◆ **What is being asked**
Could you return every record below exactly as it stands, leaving out the pictures?

[[ Exercise materials, beginning ]]

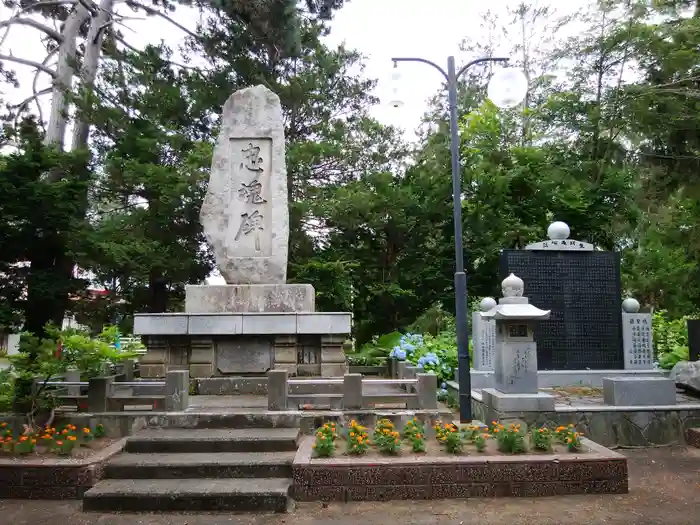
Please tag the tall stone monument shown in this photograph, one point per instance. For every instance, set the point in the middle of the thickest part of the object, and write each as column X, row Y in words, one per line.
column 256, row 321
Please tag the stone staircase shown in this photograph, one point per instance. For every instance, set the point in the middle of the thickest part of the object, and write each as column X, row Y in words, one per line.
column 202, row 469
column 692, row 437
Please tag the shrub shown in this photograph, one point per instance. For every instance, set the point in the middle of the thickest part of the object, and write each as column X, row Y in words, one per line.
column 541, row 439
column 670, row 339
column 418, row 442
column 480, row 442
column 449, row 436
column 386, row 438
column 562, row 432
column 510, row 440
column 49, row 439
column 573, row 441
column 357, row 439
column 411, row 428
column 325, row 440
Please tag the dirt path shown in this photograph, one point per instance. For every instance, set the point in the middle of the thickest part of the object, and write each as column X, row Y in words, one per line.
column 665, row 490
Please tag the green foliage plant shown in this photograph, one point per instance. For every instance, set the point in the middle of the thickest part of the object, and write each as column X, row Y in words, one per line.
column 511, row 439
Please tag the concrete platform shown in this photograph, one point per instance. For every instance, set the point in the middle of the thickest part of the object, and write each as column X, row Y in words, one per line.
column 225, row 440
column 261, row 323
column 564, row 378
column 663, row 491
column 503, row 402
column 175, row 465
column 639, row 391
column 158, row 495
column 229, row 298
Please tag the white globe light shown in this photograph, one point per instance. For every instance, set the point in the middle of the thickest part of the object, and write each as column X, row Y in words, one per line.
column 395, row 100
column 508, row 87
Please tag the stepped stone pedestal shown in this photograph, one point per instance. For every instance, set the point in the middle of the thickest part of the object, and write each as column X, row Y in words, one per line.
column 515, row 359
column 257, row 321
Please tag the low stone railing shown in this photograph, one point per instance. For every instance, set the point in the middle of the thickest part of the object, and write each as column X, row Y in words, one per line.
column 105, row 394
column 420, row 394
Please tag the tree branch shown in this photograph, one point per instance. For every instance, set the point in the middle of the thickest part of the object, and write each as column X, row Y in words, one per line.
column 17, row 20
column 30, row 63
column 154, row 12
column 22, row 105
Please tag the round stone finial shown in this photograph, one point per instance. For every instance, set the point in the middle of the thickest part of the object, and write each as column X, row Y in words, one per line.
column 487, row 303
column 630, row 305
column 512, row 286
column 558, row 231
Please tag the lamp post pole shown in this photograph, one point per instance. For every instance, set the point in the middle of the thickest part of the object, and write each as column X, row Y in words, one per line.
column 461, row 313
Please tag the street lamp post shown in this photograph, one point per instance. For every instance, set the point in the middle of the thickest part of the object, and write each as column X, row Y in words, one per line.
column 512, row 84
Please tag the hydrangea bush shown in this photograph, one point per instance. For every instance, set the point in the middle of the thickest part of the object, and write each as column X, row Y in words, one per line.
column 437, row 354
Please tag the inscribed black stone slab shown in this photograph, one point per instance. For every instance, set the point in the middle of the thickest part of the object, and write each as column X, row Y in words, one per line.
column 694, row 339
column 582, row 289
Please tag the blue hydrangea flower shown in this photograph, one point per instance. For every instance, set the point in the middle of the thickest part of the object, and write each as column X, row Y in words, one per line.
column 398, row 353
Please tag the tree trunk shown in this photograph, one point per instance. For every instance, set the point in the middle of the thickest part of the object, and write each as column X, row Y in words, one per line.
column 158, row 293
column 46, row 290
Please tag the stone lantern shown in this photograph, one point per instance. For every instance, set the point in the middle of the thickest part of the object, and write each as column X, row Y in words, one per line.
column 515, row 360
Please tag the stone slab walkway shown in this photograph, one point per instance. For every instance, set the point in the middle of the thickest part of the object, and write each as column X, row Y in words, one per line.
column 664, row 490
column 579, row 396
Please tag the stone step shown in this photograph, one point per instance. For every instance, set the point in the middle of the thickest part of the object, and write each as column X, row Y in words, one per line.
column 164, row 495
column 239, row 417
column 213, row 440
column 201, row 465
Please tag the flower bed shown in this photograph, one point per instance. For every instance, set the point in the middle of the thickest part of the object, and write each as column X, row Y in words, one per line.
column 56, row 463
column 453, row 463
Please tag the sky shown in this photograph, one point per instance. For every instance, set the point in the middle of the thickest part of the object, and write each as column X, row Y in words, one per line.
column 379, row 29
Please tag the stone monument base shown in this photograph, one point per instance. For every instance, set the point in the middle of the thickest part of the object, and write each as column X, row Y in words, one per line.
column 639, row 391
column 235, row 344
column 497, row 401
column 239, row 298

[[ Exercise materials, end ]]

◆ **Your response**
Please tag the tall stone monument shown in this photograph, one point per instance. For every instance, set the point in the middle of the thickest part of the object, and write each as column X, row Y in words, one per line.
column 256, row 321
Please tag the stone staircase shown in this photograph, one point per instance. For every instance, set the point in the middle of the thickest part of the object, and write each as column X, row Y in words, one per line.
column 202, row 469
column 692, row 437
Please tag the shrub shown in this photograph, one point per instance. For every instance, set the point in the middle of the thickest part of the object, and write each as column X, row Y in words, one per line.
column 541, row 439
column 670, row 339
column 418, row 442
column 480, row 442
column 449, row 436
column 386, row 438
column 562, row 432
column 510, row 440
column 49, row 439
column 573, row 441
column 357, row 439
column 411, row 428
column 325, row 440
Please tag the dirt path shown in this photograph, one point per instance. For every instance, set the point in the middle of the thickest part of the object, and write each as column X, row Y in words, one per line.
column 665, row 490
Please tag the green foliage plant shown in this photograph, one point per instance. For every instance, set the point in the middle of the thickest part of the object, and write each as column X, row Y in words, one per line.
column 511, row 439
Please tag the concrete platform shown in this photograph, one point per instance. For every instance, set the point in the middle of the thickest part of the object, and write each as column X, row Y in words, one per line.
column 225, row 440
column 261, row 323
column 564, row 378
column 663, row 491
column 503, row 402
column 175, row 465
column 639, row 391
column 158, row 495
column 229, row 298
Please tag the white globe light shown in this photograph, one point per instance. For every instance, set the point in the middle of the thickest part of the object, and write each as column X, row Y in words, one per line.
column 395, row 100
column 508, row 87
Please tag the stepped stone pedestal shown in this photograph, one point per instance. For every instance, set the point in the middle of the thickest part of the object, and write each as column X, row Y in words, one per line.
column 515, row 359
column 257, row 321
Please tag the low stone railing shown in this photograph, one point per instance. For every instance, set the point in the middle of the thickest part of the object, and write each as column X, row Y in words, one per line.
column 105, row 394
column 420, row 394
Please tag the tree branch shown in this photograph, one point per instance. For every instance, set the point in the middle of the thickest part of the object, and write each as column X, row Y in words, one per line.
column 17, row 20
column 30, row 63
column 154, row 12
column 22, row 105
Please tag the round stone finial shown in this photograph, one point per instance. For every instance, set the point in the middle of the thickest part of the object, and write each as column X, row Y in words, one per line.
column 487, row 303
column 630, row 305
column 512, row 286
column 558, row 231
Please tag the lamp post pole shown in this photograph, one point per instance. For every instance, set the point in the middle of the thickest part of the object, and write each as column X, row Y in words, one per line.
column 461, row 313
Please tag the street lamp post shown in this photograph, one point per instance. For every instance, set the point in the middle of the thickest part of the object, and write each as column X, row Y in words, one per line.
column 512, row 84
Please tag the hydrangea bush shown in this photograph, one point per instance. For every instance, set the point in the middle of the thickest part of the object, and write each as column X, row Y in words, one per line.
column 437, row 354
Please tag the inscribed black stone slab shown in this photograph, one point per instance. For every instance, set the point in the middle of the thickest part of the object, and write each as column X, row Y in words, one per line.
column 694, row 339
column 582, row 289
Please tag the blue hydrangea flower shown in this photograph, one point per instance. For every instance, set the point in the middle of the thickest part of the object, and write each as column X, row Y in words, one per line.
column 398, row 353
Please tag the tree trunk shown in this photograph, one point per instance. For every instance, set the point in the middle of the thickest part of the object, and write each as column X, row Y in words, one per line.
column 158, row 293
column 46, row 290
Please tag the stone lantern shown in this photograph, one point per instance. For every instance, set the point in the middle of the thickest part of the object, and write each as column X, row Y in words, one per line.
column 515, row 360
Please tag the stone slab walkway shown in this photograph, one point per instance. For every instance, set the point in the middle of the thickest part of the object, and write each as column X, row Y in words, one per line.
column 664, row 490
column 579, row 396
Please tag the stone step shown in this photograph, one point per instance. For every instance, set the point in the middle of the thickest part of the object, and write each as column X, row Y in words, one per line.
column 164, row 495
column 239, row 417
column 213, row 440
column 201, row 465
Please tag the flower bed shown in this photograph, one point per instance. For every instance, set the point in the middle of the thickest part of the object, and write each as column X, row Y in words, one per line.
column 56, row 463
column 453, row 463
Please tag the sky shown in this photograph, one point per instance. For every instance, set the point in the middle of the thickest part of the object, and write each as column X, row Y in words, one per line.
column 379, row 29
Please tag the stone monument base shown in this photograph, one point per instance. For every instance, set the point in the middle of the thickest part of the object, and write each as column X, row Y in words, one per line.
column 639, row 391
column 235, row 344
column 497, row 401
column 239, row 298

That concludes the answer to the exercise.